Problema apresentado A:
Com base no texto sobre a guerra civil russa, responda:
(i) Quantas vidas custou essa guerra civil?
(ii) Quem tentou matar Lênin?
(iii) Em que cidade e em que ano ocorreu a batalha decisiva?
Problema apresentado B: Como você resumiria em duas frases o texto sobre a guerra civil russa?
Problema apresentado C: Transcreva o trecho do texto sobre a guerra civil russa que começa em "Trotski erigiu do" e termina em "a revolução mundial. (continua)".

Texto do documento:
○ ○ ○ ○ ○

Lênin e Trotski subestimaram a capacidade do capitalismo vigoroso e intocado pela guerra dos EUA de revitalizar a decadente Europa burguesa. Não esperavam que os imperialismos pobres da Inglaterra e França tivessem forças de organizar uma intervenção na Rússia que terminaria envolvendo 22 países, acabando de arrasar o país, já devastado pela Guerra de 1914 e por viver na idade da pedra. 


Essa guerra civil, cujo cerne era a própria reação interna, custou a vida de 13 milhões de pessoas. Foi a guerra civil mais violenta da história e, no entanto, existe um mínimo de análise e de compreensão sobre o efeito que teve na psique dos bolcheviques. 

Atrocidades foram cometidas de lado a lado, mas está incontrovertivelmente provado que quem as iniciou foi a Legião Tchecoslovaca, a ponta de lança do intervencionismo de Clemenceau e de Lloyd George, os dirigentes da França e Inglaterra. 

Em julho de 1918, os bolcheviques dominavam o equivalente a 10% da URSS atual. Uma social-revolucionária, Dora Kaplan, tentou matar Lênin. Antes, os comunistas se haviam magnânimos. Soltavam generais tzaristas sob promessa de que não pegariam armas contra a revolução (não faziam outra coisa). 

Aboliram, para escândalo de Lênin, cuja memória das gentilezas da Comuna de Paris era vívida, a pena de morte. Pensavam conciliar com todos os partidos, desde que reconhecessem a supremacia bolchevique. 
Stalin acumulava poder nos escalões burocráticos do partido

Pós-Dora Kaplan, Lênin chamou Félix Dzerzhinsky, revolucionário polonês, discípulo de Rosa Luxemburgo, cuja ambição professa era dirigir um comissariado de bem-estar da infância, e deu-lhe plenos poderes de combate à contrarrevolução, via a famosa Cheka, a antecessora da atual KGBNuma noite, conta Victor Serge, a Cheka matou 150 mil pessoas em Petrogrado, o sangue jorrava como água pelas ruas em direção aos bueiros. Começara o terror vermelho. 

Trotski erigiu do nada o Exército Vermelho e, revelando gênio militar que seus escritos sobre o tema já deixavam antever, derrotou a reação interna e os intervencionistas. A batalha decisiva foi em Leningrado, 1919, em que mulheres comunistas atacavam tanques usando facas de cozinha. 

revolução triunfara, embora a guerra civil só terminasse oficialmente em 1922. Triunfara, porém, sobre o quê? Em 1921, isolada do mundo, devastada internamente, com fome e canibalismo em todos os cantos, à URSS restava o partido único de Lênin, governando massas exaustas e hostis, que não entendiam as sofisticadas esperanças de uma liderança que sonhava ainda com a revolução mundial. (continua)

○ ○ ○ ○ ○

Material fornecido:
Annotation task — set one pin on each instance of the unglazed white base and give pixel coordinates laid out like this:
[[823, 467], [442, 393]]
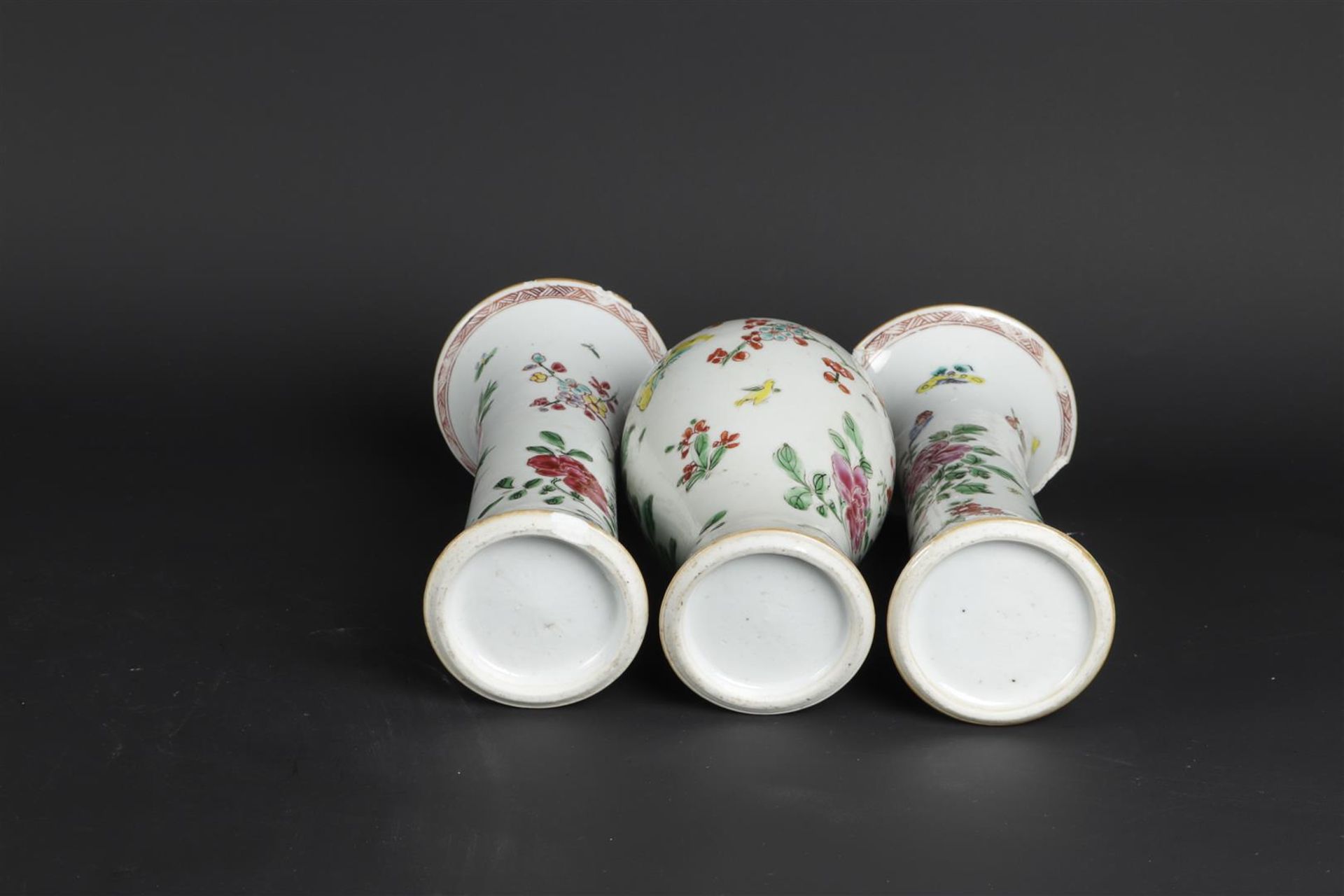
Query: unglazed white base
[[536, 609], [766, 621], [1000, 621]]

○ ○ ○ ○ ○

Resultado final A:
(i) 13 milhões de pessoas.
(ii) Dora Kaplan, uma social-revolucionária.
(iii) Em Leningrado, em 1919.

Resultado final B: A guerra civil na Rússia, marcada por uma intervenção estrangeira que terminou envolvendo 22 países, custou a vida de 13 milhões de pessoas, e, após o atentado de Dora Kaplan, Lênin deu plenos poderes à Cheka, dando início ao terror vermelho. Trotski criou o Exército Vermelho e derrotou a reação interna e os intervencionistas, mas em 1921 restava à URSS, isolada e devastada, apenas o partido único de Lênin, governando massas exaustas e hostis.

Resultado final C:
Trotski erigiu do nada o Exército Vermelho e, revelando gênio militar que seus escritos sobre o tema já deixavam antever, derrotou a reação interna e os intervencionistas. A batalha decisiva foi em Leningrado, 1919, em que mulheres comunistas atacavam tanques usando facas de cozinha. 

revolução triunfara, embora a guerra civil só terminasse oficialmente em 1922. Triunfara, porém, sobre o quê? Em 1921, isolada do mundo, devastada internamente, com fome e canibalismo em todos os cantos, à URSS restava o partido único de Lênin, governando massas exaustas e hostis, que não entendiam as sofisticadas esperanças de uma liderança que sonhava ainda com a revolução mundial. (continua)